_What is required_.
Repeat the material word for word, from the line with "The component shall provide one point per instance of the suit" to the line with "x=716 y=489", both lines included.

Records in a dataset
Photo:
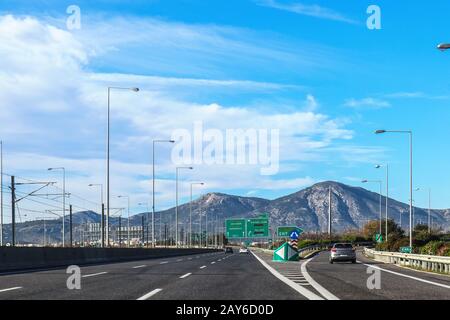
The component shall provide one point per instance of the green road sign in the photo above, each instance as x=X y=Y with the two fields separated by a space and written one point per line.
x=258 y=228
x=379 y=238
x=405 y=249
x=235 y=228
x=285 y=253
x=285 y=231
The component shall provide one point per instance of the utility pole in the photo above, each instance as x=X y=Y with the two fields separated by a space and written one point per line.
x=329 y=212
x=1 y=193
x=13 y=212
x=70 y=224
x=103 y=225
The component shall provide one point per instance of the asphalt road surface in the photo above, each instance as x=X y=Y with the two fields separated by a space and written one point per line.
x=203 y=276
x=219 y=276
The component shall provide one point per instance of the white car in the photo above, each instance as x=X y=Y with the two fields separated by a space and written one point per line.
x=243 y=250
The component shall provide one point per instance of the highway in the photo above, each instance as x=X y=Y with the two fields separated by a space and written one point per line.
x=219 y=276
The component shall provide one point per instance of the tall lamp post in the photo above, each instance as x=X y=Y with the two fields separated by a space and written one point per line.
x=409 y=132
x=64 y=200
x=153 y=193
x=190 y=212
x=128 y=219
x=378 y=166
x=107 y=154
x=176 y=200
x=102 y=234
x=381 y=187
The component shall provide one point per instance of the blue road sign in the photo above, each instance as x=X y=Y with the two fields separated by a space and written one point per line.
x=294 y=235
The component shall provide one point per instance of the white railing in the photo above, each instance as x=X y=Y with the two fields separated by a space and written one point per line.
x=417 y=261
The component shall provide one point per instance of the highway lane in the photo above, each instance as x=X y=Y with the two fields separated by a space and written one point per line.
x=349 y=281
x=204 y=276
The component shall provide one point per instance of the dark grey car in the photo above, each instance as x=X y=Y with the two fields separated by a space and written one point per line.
x=342 y=252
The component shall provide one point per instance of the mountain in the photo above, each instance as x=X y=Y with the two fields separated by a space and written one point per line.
x=351 y=206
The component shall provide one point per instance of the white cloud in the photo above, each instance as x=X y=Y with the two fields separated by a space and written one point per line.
x=307 y=10
x=54 y=106
x=372 y=103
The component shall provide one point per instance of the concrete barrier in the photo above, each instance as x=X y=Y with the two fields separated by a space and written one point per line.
x=417 y=261
x=17 y=258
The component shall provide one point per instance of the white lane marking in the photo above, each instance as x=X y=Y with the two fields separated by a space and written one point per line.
x=93 y=274
x=10 y=289
x=407 y=276
x=304 y=292
x=327 y=294
x=150 y=294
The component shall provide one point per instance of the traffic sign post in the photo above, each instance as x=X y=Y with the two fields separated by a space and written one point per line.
x=285 y=253
x=379 y=238
x=285 y=231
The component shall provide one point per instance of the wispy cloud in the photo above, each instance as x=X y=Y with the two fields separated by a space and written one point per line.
x=307 y=10
x=371 y=103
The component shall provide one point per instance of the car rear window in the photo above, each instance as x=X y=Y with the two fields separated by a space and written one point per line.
x=343 y=245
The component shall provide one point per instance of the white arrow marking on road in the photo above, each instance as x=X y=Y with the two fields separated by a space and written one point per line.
x=93 y=274
x=10 y=289
x=150 y=294
x=327 y=294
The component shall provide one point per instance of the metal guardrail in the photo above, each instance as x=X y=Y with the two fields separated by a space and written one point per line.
x=418 y=261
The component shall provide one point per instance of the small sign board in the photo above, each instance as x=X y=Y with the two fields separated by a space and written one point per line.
x=405 y=249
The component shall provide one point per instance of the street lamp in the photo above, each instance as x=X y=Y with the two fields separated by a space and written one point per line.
x=107 y=155
x=410 y=174
x=153 y=194
x=378 y=166
x=64 y=200
x=381 y=186
x=190 y=213
x=128 y=220
x=176 y=200
x=146 y=205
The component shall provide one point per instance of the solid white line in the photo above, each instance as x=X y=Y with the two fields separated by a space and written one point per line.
x=185 y=276
x=150 y=294
x=10 y=289
x=327 y=294
x=304 y=292
x=407 y=276
x=93 y=274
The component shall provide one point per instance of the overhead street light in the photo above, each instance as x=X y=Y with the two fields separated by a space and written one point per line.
x=176 y=200
x=190 y=213
x=153 y=194
x=64 y=201
x=128 y=219
x=107 y=154
x=379 y=166
x=409 y=132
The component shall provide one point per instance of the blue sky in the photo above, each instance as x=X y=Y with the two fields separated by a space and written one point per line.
x=313 y=63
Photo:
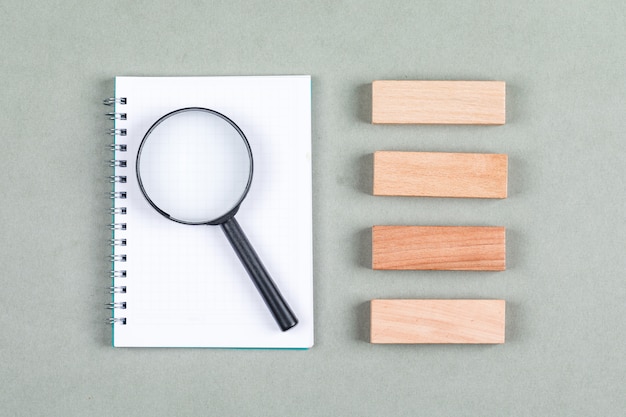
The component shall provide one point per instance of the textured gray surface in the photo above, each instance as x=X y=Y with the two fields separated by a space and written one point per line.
x=563 y=62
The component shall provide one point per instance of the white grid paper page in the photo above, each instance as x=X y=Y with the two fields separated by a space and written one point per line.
x=185 y=284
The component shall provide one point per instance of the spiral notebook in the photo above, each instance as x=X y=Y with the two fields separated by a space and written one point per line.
x=176 y=285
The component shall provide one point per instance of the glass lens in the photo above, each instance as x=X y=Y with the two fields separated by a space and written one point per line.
x=195 y=166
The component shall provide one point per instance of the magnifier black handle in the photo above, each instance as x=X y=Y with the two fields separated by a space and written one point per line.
x=261 y=278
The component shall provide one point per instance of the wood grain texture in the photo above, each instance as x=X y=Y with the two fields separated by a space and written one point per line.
x=462 y=248
x=439 y=102
x=439 y=174
x=437 y=321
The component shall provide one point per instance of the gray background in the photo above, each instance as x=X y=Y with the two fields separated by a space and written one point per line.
x=564 y=64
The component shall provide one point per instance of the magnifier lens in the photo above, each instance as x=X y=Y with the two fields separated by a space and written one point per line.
x=195 y=166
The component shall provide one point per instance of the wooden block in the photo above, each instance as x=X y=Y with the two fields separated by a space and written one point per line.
x=462 y=248
x=439 y=102
x=439 y=174
x=437 y=321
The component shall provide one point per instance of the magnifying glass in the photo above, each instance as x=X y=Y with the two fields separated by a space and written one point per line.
x=194 y=166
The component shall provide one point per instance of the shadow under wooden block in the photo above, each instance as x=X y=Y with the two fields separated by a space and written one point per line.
x=440 y=174
x=462 y=248
x=439 y=102
x=437 y=321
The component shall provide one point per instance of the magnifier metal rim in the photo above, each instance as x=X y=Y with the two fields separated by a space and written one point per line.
x=231 y=212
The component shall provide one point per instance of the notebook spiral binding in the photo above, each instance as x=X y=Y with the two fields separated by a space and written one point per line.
x=118 y=180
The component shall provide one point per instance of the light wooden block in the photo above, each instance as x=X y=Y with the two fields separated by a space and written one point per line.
x=439 y=174
x=437 y=321
x=439 y=102
x=462 y=248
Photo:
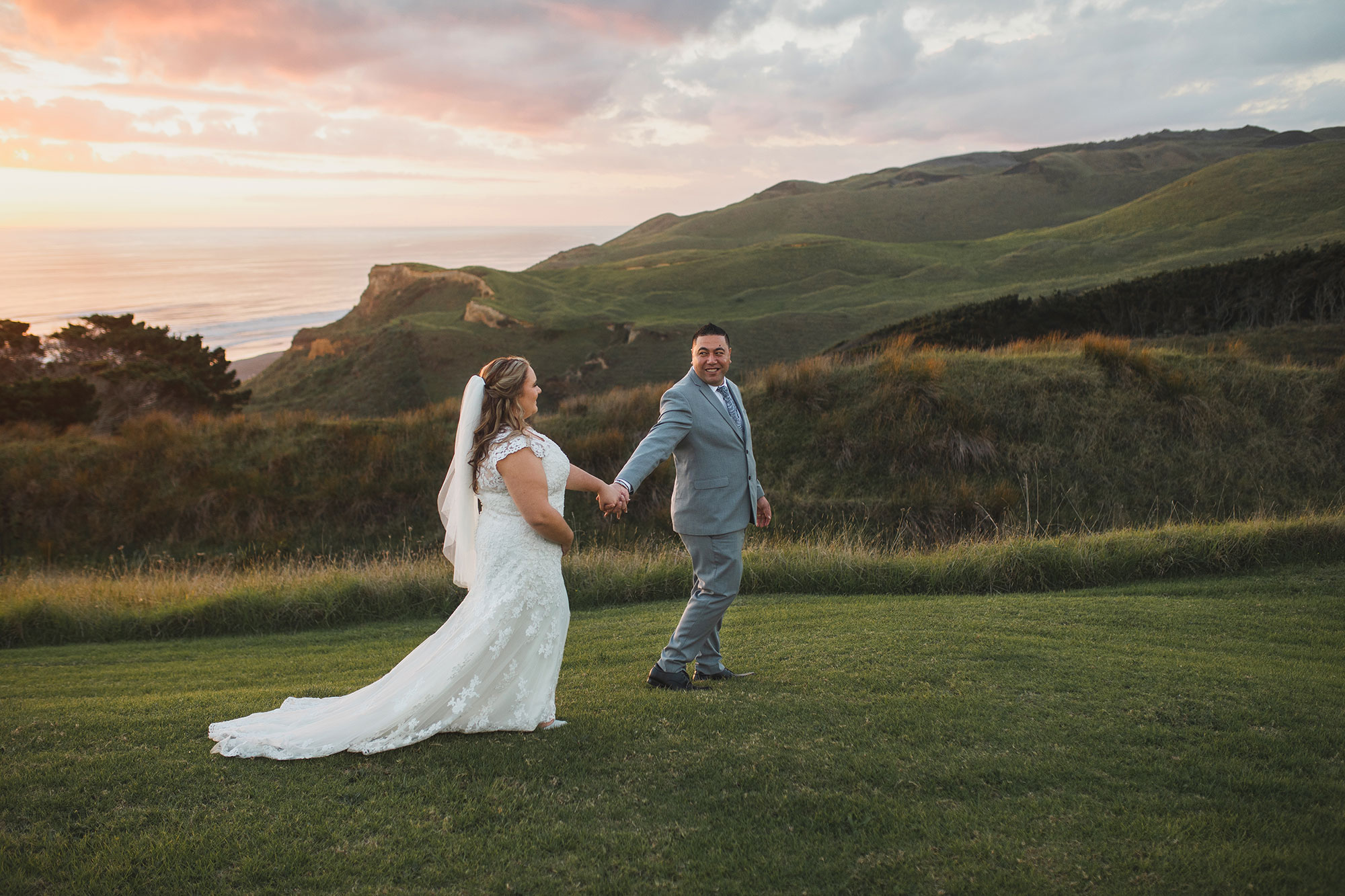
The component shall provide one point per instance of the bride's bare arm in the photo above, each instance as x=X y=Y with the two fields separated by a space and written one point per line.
x=527 y=482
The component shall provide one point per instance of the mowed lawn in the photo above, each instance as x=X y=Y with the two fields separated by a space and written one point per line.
x=1176 y=736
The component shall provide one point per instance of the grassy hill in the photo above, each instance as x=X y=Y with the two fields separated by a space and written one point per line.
x=597 y=326
x=968 y=197
x=911 y=446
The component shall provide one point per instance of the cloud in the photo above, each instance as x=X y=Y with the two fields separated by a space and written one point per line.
x=719 y=95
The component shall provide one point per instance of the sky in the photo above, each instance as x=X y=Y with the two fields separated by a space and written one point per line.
x=138 y=114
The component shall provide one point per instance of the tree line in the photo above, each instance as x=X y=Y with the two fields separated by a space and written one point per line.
x=1299 y=286
x=108 y=369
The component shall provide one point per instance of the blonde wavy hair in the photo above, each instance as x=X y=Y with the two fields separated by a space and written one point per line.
x=505 y=380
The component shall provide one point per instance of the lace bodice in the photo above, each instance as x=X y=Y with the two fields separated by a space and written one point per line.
x=490 y=485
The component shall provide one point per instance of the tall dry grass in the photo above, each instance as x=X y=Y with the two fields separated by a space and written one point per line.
x=189 y=599
x=919 y=447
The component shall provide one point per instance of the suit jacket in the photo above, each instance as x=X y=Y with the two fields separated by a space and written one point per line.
x=716 y=489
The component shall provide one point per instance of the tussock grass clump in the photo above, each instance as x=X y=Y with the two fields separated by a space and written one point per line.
x=188 y=600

_Full response_.
The component shall provide one point per instance of the suit jacket in the photo above, each instance as x=X y=Y with the two fields separated by a space and written one point per line.
x=716 y=489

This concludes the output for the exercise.